:: TEXT
Customizing your VCFs
Adding strains is straightforward. Simply add a file in standard Variant Call Format to the /name/of/strain/vcf/db/
directory.
/name/of/strain/vcf/db
|--strain1.vcf
|--strain2.vcf
|--strain3.vcf
|--strain4.vcf
Formatting
Make sure that at minimum, you include a header with VCF version and "contig" or chromosome info at the top. For examples, see the pregenerated hg19_VCF reference VCFs.
##fileformat=VCFv4.2
##contig=<ID=chr1,length=249250621>
##contig=<ID=chr2,length=243199373>
##contig=<ID=chr3,length=198022430>
##contig=<ID=chr4,length=191154276>
...
##contig=<ID=chrM,length=16571>
##contig=<ID=chrUn_gl000226,length=15008>
##contig=<ID=chr18_gl000207_random,length=4262>
#CHROM POS ID REF ALT QUAL FILTER INFO
chr6 117715410 . C A 0 PASS .
chr8 27690580 . C G 0 PASS .
chr11 66616566 . G A 0 PASS .
chr11 125875659 . G C 0 PASS .
...
Genome build is important to note here. Make sure your VCF file is based on the same genome build as your BAM file and that the contig/chr names match the VCF headers.
Custom DepMap set (hg38)
If you are interested in several human cell line not available in the pregenerated sets, consider using the provided scripts to download and formats the variants in DepMap for all cell lines in Model.csv
. To avoid downloading the full set, you could update Model.csv to only contain the rows you are interested in. Note that Model.csv was last pulled on May 14, 2023 and new cell lines may have been added to DepMap since. Redownload Model.csv
to get the latest.
While Model.csv
might be out of date as a list of cell lines, the variants pulled are the most recent at the time of the script's execution. Only update Model.csv
if there is a newly added cell line that is missing. To update variants, simply re-execute the script.
::::
:: DATASET EXCERPTS
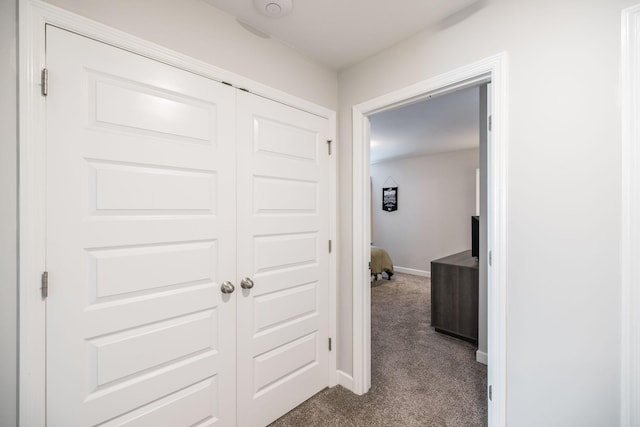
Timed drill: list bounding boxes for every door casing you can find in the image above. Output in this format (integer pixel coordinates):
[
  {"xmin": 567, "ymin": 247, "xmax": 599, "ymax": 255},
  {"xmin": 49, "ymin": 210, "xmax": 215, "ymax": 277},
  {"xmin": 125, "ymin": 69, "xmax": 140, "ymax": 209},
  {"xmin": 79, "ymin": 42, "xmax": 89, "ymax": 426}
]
[
  {"xmin": 18, "ymin": 0, "xmax": 337, "ymax": 426},
  {"xmin": 352, "ymin": 53, "xmax": 507, "ymax": 427}
]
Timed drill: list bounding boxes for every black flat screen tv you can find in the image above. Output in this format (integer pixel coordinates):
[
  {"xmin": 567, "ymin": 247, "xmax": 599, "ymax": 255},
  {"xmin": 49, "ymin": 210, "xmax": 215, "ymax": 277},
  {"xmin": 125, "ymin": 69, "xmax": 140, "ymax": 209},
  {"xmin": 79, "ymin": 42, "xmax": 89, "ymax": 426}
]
[{"xmin": 471, "ymin": 215, "xmax": 480, "ymax": 259}]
::::
**YOUR TASK**: According to the text on customizing VCFs, on what date was Model.csv last pulled?

**ANSWER**: May 14, 2023